▶ **ABOUT THIS EXERCISE**
All lines below are to be output exactly as they stand.

----- INPUT RECORDS

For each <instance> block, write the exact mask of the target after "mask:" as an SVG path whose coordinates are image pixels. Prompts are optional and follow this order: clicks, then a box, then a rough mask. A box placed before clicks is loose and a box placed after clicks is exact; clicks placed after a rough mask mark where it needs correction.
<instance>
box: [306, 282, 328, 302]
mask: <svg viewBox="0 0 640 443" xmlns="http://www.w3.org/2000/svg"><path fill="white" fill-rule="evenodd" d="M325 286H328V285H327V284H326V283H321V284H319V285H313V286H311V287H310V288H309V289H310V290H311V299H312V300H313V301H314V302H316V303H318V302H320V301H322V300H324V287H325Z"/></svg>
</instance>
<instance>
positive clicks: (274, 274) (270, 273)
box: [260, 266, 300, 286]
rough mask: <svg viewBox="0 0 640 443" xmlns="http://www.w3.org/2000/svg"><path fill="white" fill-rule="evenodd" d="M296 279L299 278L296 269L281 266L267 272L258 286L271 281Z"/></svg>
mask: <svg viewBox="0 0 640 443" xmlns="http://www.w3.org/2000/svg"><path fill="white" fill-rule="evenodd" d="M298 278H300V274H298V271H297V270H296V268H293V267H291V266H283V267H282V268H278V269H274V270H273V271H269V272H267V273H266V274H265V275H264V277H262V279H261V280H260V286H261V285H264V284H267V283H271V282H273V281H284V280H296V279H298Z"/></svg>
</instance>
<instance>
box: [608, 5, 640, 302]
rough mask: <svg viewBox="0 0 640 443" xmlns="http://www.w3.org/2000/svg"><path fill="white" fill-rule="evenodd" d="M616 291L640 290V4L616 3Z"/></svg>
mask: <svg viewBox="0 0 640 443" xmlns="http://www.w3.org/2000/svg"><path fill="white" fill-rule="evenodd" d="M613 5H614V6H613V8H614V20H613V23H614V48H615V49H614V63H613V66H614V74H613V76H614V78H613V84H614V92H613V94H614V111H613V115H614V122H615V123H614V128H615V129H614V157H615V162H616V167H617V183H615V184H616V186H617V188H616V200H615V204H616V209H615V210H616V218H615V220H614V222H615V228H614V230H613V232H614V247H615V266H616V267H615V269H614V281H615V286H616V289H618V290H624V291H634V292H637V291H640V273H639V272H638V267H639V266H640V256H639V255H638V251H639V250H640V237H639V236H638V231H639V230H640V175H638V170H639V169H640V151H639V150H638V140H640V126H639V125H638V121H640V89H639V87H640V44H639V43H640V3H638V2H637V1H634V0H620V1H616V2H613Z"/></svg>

----------

▶ **FINAL ANSWER**
For each <instance> block, write the exact mask of the target after "mask:" as an SVG path whose coordinates are image pixels. Prompts are optional and follow this order: clicks, then a box, then a rough mask. A box placed before clicks is loose and a box placed after clicks is exact; clicks placed after a rough mask mark where it needs correction.
<instance>
box: [306, 282, 328, 302]
mask: <svg viewBox="0 0 640 443" xmlns="http://www.w3.org/2000/svg"><path fill="white" fill-rule="evenodd" d="M325 286H328V285H327V284H326V283H321V284H319V285H313V286H311V287H310V288H309V289H310V290H311V299H312V300H313V301H314V302H316V303H318V302H320V301H322V300H324V287H325Z"/></svg>
</instance>
<instance>
positive clicks: (274, 274) (270, 273)
box: [260, 266, 300, 286]
rough mask: <svg viewBox="0 0 640 443" xmlns="http://www.w3.org/2000/svg"><path fill="white" fill-rule="evenodd" d="M296 279L299 278L296 269L281 266L267 272L258 286L271 281Z"/></svg>
mask: <svg viewBox="0 0 640 443" xmlns="http://www.w3.org/2000/svg"><path fill="white" fill-rule="evenodd" d="M298 278H300V274H298V271H297V270H296V268H293V267H291V266H283V267H282V268H278V269H274V270H273V271H269V272H267V273H266V274H265V275H264V277H262V279H261V280H260V286H261V285H264V284H267V283H271V282H273V281H284V280H296V279H298Z"/></svg>
</instance>
<instance>
box: [608, 5, 640, 302]
rough mask: <svg viewBox="0 0 640 443" xmlns="http://www.w3.org/2000/svg"><path fill="white" fill-rule="evenodd" d="M616 291L640 290V4L616 3Z"/></svg>
mask: <svg viewBox="0 0 640 443" xmlns="http://www.w3.org/2000/svg"><path fill="white" fill-rule="evenodd" d="M613 5H614V6H613V8H614V20H613V23H614V48H615V49H614V63H613V66H614V74H613V76H614V78H613V84H614V92H613V94H614V111H613V115H614V122H615V123H614V128H615V129H614V157H615V162H616V167H617V183H615V184H616V186H617V188H616V200H615V204H616V209H615V210H616V218H615V220H614V222H615V228H614V230H613V232H614V247H615V266H616V267H615V269H614V281H615V286H616V289H618V290H624V291H634V292H637V291H640V273H639V272H638V267H639V266H640V256H639V255H638V251H639V250H640V237H639V236H638V231H639V230H640V175H638V170H639V169H640V151H639V150H638V140H640V126H639V125H638V121H640V89H639V87H640V44H639V43H640V3H638V2H637V1H634V0H620V1H616V2H613Z"/></svg>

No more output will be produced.